» **Provided material**:
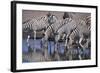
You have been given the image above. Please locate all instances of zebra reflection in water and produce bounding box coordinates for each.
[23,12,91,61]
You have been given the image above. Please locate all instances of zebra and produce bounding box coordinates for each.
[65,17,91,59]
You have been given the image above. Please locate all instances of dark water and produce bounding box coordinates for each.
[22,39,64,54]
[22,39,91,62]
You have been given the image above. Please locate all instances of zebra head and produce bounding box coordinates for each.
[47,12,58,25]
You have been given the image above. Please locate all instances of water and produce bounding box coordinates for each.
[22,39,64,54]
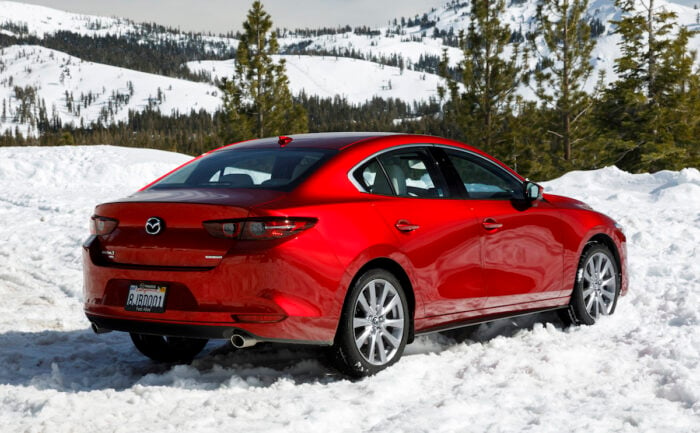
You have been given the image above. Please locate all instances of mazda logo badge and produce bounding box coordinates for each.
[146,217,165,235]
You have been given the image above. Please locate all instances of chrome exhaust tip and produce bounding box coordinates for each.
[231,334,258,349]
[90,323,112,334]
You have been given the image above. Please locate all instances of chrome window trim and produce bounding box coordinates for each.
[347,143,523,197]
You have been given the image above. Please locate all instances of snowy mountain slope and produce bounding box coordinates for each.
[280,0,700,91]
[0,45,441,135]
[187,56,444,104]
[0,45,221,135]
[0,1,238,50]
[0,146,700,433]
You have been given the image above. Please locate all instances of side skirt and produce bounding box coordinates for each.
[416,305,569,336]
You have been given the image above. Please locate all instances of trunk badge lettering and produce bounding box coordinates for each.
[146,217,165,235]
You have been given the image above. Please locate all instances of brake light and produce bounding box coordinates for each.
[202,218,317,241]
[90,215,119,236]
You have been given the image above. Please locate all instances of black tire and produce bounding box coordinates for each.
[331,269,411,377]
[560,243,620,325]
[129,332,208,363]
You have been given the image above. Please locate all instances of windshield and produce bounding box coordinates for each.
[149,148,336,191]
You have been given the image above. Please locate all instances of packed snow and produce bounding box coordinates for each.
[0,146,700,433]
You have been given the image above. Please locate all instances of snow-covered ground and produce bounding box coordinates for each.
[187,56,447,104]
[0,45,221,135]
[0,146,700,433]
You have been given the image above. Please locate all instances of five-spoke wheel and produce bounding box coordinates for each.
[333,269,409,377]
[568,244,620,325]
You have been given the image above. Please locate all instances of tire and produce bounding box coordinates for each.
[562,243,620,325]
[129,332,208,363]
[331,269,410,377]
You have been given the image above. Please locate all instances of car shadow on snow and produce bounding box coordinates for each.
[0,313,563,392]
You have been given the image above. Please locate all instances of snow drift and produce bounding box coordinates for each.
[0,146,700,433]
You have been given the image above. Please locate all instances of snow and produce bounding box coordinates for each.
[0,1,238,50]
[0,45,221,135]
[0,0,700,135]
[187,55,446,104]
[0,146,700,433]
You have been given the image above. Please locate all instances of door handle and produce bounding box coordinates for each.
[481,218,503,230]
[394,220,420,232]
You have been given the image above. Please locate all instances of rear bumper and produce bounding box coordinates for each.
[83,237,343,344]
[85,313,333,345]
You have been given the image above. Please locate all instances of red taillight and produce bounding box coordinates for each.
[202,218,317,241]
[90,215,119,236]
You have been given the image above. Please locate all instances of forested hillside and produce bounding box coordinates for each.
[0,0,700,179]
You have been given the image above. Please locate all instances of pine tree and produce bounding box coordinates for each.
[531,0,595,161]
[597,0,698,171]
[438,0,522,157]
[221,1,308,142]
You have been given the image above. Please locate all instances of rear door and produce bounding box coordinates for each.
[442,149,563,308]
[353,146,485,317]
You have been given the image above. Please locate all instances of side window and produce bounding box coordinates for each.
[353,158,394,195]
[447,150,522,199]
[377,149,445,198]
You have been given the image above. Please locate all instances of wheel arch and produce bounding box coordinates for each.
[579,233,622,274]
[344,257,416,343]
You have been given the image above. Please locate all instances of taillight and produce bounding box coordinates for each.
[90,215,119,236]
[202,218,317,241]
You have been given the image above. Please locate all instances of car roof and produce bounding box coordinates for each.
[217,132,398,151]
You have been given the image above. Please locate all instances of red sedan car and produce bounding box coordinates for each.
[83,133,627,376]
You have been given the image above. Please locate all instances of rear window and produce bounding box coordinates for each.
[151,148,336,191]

» **What to do**: Scale the stretch of the listing above from its start through the line containing "[22,39,91,62]", both ends included, and reproduce only those lines, requests and all. Multiply every bounding box coordinate in the answers by 2.25, round to whole numbers with halves rounded up, and leave the picture out.

» **The answer**:
You have been given the image above. Please locate all instances of zebra reflection in water and produce bounding box coordinates for each.
[52,27,205,137]
You have been given the image above. Please locate all instances of zebra and produce bounding box coordinates for each.
[146,38,205,133]
You have been given the image above. Please locate all instances of dark water and produce bounding box coordinates for each.
[50,88,144,122]
[50,88,205,140]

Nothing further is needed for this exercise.